** Data extracts follows **

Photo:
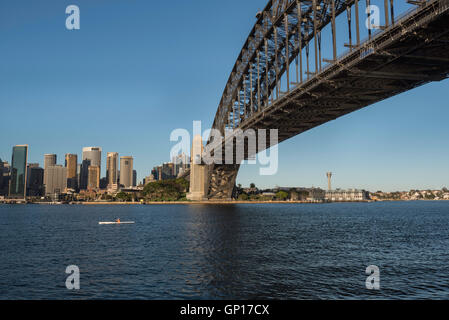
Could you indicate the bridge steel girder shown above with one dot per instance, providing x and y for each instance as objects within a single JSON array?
[{"x": 408, "y": 53}]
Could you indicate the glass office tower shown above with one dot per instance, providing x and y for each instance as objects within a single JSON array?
[{"x": 17, "y": 186}]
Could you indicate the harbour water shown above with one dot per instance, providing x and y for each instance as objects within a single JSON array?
[{"x": 244, "y": 251}]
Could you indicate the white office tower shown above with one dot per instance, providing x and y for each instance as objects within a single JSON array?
[
  {"x": 126, "y": 171},
  {"x": 56, "y": 177},
  {"x": 112, "y": 168}
]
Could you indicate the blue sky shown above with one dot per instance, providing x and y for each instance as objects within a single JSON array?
[{"x": 136, "y": 70}]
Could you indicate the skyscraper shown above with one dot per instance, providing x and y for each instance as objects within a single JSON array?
[
  {"x": 71, "y": 163},
  {"x": 91, "y": 157},
  {"x": 4, "y": 178},
  {"x": 329, "y": 180},
  {"x": 56, "y": 177},
  {"x": 126, "y": 171},
  {"x": 93, "y": 154},
  {"x": 49, "y": 160},
  {"x": 112, "y": 168},
  {"x": 94, "y": 177},
  {"x": 17, "y": 186},
  {"x": 35, "y": 180}
]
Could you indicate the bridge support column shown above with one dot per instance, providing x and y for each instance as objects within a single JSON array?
[
  {"x": 198, "y": 175},
  {"x": 198, "y": 172}
]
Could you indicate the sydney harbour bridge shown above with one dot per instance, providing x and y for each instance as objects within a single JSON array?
[{"x": 286, "y": 79}]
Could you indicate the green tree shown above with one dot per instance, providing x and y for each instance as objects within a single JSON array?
[{"x": 166, "y": 190}]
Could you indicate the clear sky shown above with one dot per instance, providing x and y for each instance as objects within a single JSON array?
[{"x": 138, "y": 69}]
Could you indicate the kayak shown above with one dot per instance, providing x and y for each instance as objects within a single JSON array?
[{"x": 124, "y": 222}]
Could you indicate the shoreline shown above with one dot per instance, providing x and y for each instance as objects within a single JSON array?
[{"x": 206, "y": 202}]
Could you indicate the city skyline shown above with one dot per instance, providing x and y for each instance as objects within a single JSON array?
[{"x": 397, "y": 144}]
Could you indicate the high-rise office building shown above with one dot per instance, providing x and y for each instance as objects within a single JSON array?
[
  {"x": 56, "y": 178},
  {"x": 91, "y": 157},
  {"x": 71, "y": 163},
  {"x": 93, "y": 154},
  {"x": 35, "y": 180},
  {"x": 17, "y": 185},
  {"x": 112, "y": 168},
  {"x": 49, "y": 160},
  {"x": 94, "y": 177},
  {"x": 4, "y": 178},
  {"x": 126, "y": 171}
]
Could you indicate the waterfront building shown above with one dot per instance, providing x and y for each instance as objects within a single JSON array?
[
  {"x": 93, "y": 154},
  {"x": 4, "y": 178},
  {"x": 71, "y": 163},
  {"x": 49, "y": 160},
  {"x": 17, "y": 185},
  {"x": 35, "y": 180},
  {"x": 316, "y": 194},
  {"x": 112, "y": 168},
  {"x": 84, "y": 174},
  {"x": 91, "y": 157},
  {"x": 181, "y": 164},
  {"x": 93, "y": 177},
  {"x": 347, "y": 195},
  {"x": 126, "y": 171},
  {"x": 56, "y": 178}
]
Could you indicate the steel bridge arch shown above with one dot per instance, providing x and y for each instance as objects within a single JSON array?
[{"x": 282, "y": 31}]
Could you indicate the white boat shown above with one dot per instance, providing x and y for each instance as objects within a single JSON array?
[{"x": 122, "y": 222}]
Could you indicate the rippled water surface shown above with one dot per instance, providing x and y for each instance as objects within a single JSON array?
[{"x": 282, "y": 251}]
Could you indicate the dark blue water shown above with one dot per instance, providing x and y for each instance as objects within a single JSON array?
[{"x": 288, "y": 251}]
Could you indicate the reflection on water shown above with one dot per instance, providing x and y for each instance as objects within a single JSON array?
[{"x": 283, "y": 251}]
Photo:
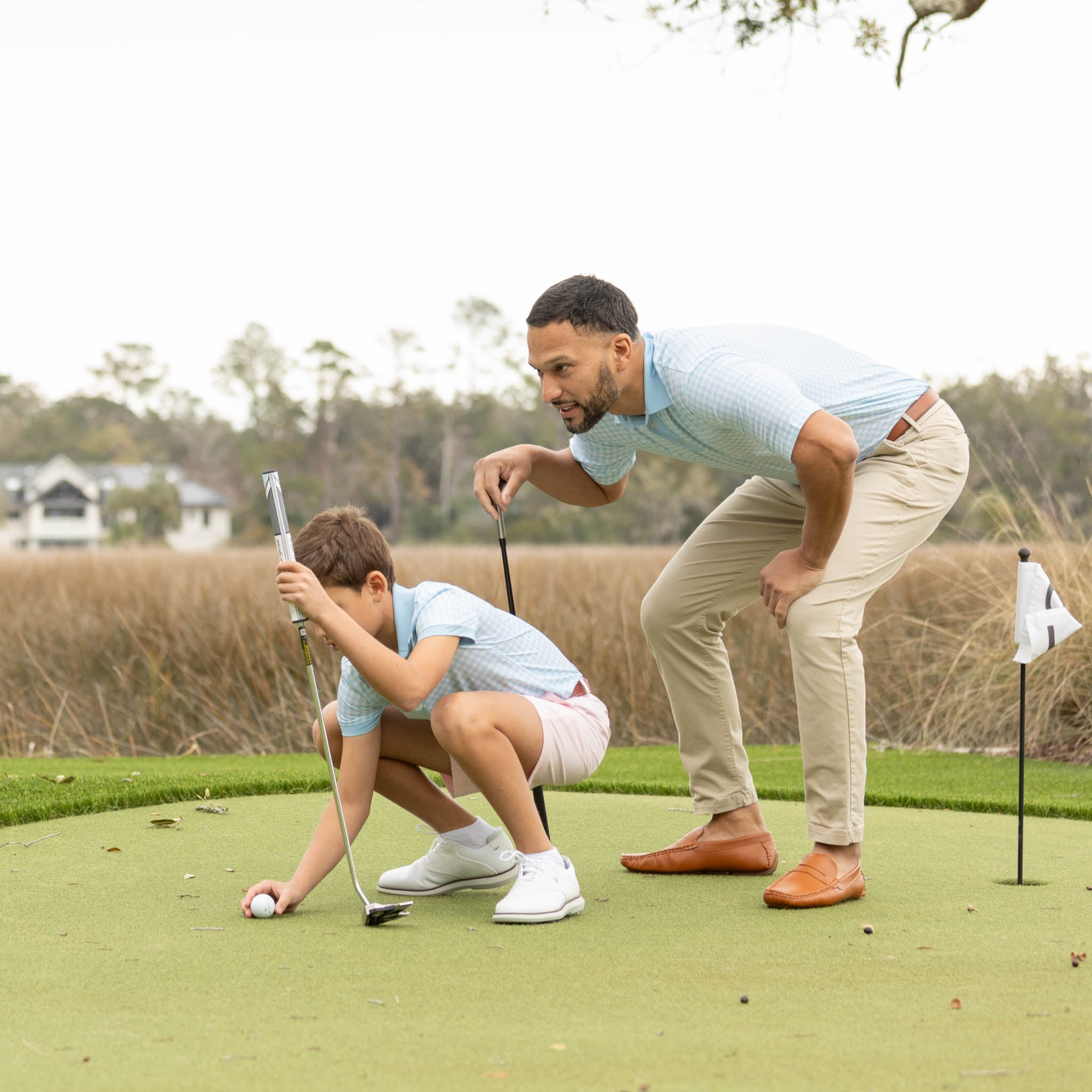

** End of Data extracts **

#### Instructions for the task
A verbatim copy of every entry above, with no pictures, is the expected output.

#### Result of this task
Photo:
Could you indicate the bridge steel girder shown above with one dot per instance, providing x and y for each instance as objects within a single JSON array?
[{"x": 408, "y": 53}]
Could you indicate the glass office tower shown above with one dot per instance, providing x and y for each instance as objects within a single JSON array?
[{"x": 17, "y": 186}]
Could you indicate the harbour water shown above with one dot per instance, providing x and y for each instance as objects within a single JSON array?
[{"x": 244, "y": 251}]
Could you indicate the white office tower shown above with one dot per instance, providing x and y for each instance as objects within a single JSON array?
[
  {"x": 126, "y": 171},
  {"x": 56, "y": 177},
  {"x": 112, "y": 168}
]
Could you indicate the blue sky shown above with one dot per instance, providing x and y for each instance as objects within a single JSON array?
[{"x": 136, "y": 70}]
Could you indicate the skyscraper shown above with one dot per instance, providing x and y for each instance as objects within a single JSON array?
[
  {"x": 71, "y": 163},
  {"x": 91, "y": 157},
  {"x": 4, "y": 178},
  {"x": 329, "y": 180},
  {"x": 56, "y": 177},
  {"x": 126, "y": 171},
  {"x": 93, "y": 154},
  {"x": 49, "y": 160},
  {"x": 112, "y": 168},
  {"x": 94, "y": 177},
  {"x": 17, "y": 186},
  {"x": 35, "y": 180}
]
Could you indicate the bridge support column shown above with one dot per instance, providing x and y for each instance as objects within a single JSON array?
[
  {"x": 198, "y": 175},
  {"x": 198, "y": 172}
]
Could you indicate the sydney harbour bridge shown above with one dot per instance, providing x and y for each instance as objects within a single JSON array?
[{"x": 286, "y": 79}]
Could you indicate the green tree shown above with one dot per instance, providing x and y for each instance as objects within a single JSON array?
[{"x": 166, "y": 190}]
Could you indicate the clear sky shown above with one dot per instance, providing x and y for each instance as objects within a single JSON array?
[{"x": 138, "y": 69}]
Could you indicate the kayak shown above with one dot per instance, providing x and y for each instance as objects within a single JSON array?
[{"x": 124, "y": 222}]
Could you indicate the shoreline shown above with one dot per instance, providing x and y for each instance as objects within a single JSON array?
[{"x": 206, "y": 202}]
Could you indicate the city skyline shown above with one dot per instance, providing x and y for each instance as objects within a single JSON array?
[{"x": 397, "y": 144}]
Could you indicate the high-rise office building shown above with one dot per instance, providing x and y for each instance as objects within a single JSON array?
[
  {"x": 56, "y": 178},
  {"x": 91, "y": 157},
  {"x": 71, "y": 163},
  {"x": 93, "y": 154},
  {"x": 35, "y": 180},
  {"x": 17, "y": 185},
  {"x": 112, "y": 168},
  {"x": 49, "y": 160},
  {"x": 94, "y": 177},
  {"x": 4, "y": 178},
  {"x": 126, "y": 171}
]
Could you indicate the waterfront building shown above with one dot per instance, providing x and y for each instance as objects within a single JSON array?
[
  {"x": 93, "y": 154},
  {"x": 4, "y": 178},
  {"x": 71, "y": 163},
  {"x": 49, "y": 160},
  {"x": 17, "y": 185},
  {"x": 35, "y": 180},
  {"x": 316, "y": 194},
  {"x": 112, "y": 168},
  {"x": 84, "y": 174},
  {"x": 91, "y": 157},
  {"x": 181, "y": 164},
  {"x": 93, "y": 177},
  {"x": 347, "y": 195},
  {"x": 126, "y": 171},
  {"x": 56, "y": 178}
]
Could you indicate the steel bridge arch shown above with one dot per instance, providing x and y for each instance as objects within a single JSON array?
[{"x": 282, "y": 31}]
Could you indicate the white boat shown above with one dot per instance, providing x and y for each instance as objects within a single JSON array?
[{"x": 122, "y": 222}]
Could you indicate the rippled water surface shown above with one dot per instance, providing x and y for each instance as objects within a single JSON array?
[{"x": 282, "y": 251}]
Could you indicate the dark blue water shown above with one dot per instance, providing x and y for each instance as objects within a single JSON array?
[{"x": 288, "y": 251}]
Could you indicate the reflection on water shown above with one dot per instance, providing x and y for each instance as objects within a single JSON array?
[{"x": 283, "y": 251}]
Photo:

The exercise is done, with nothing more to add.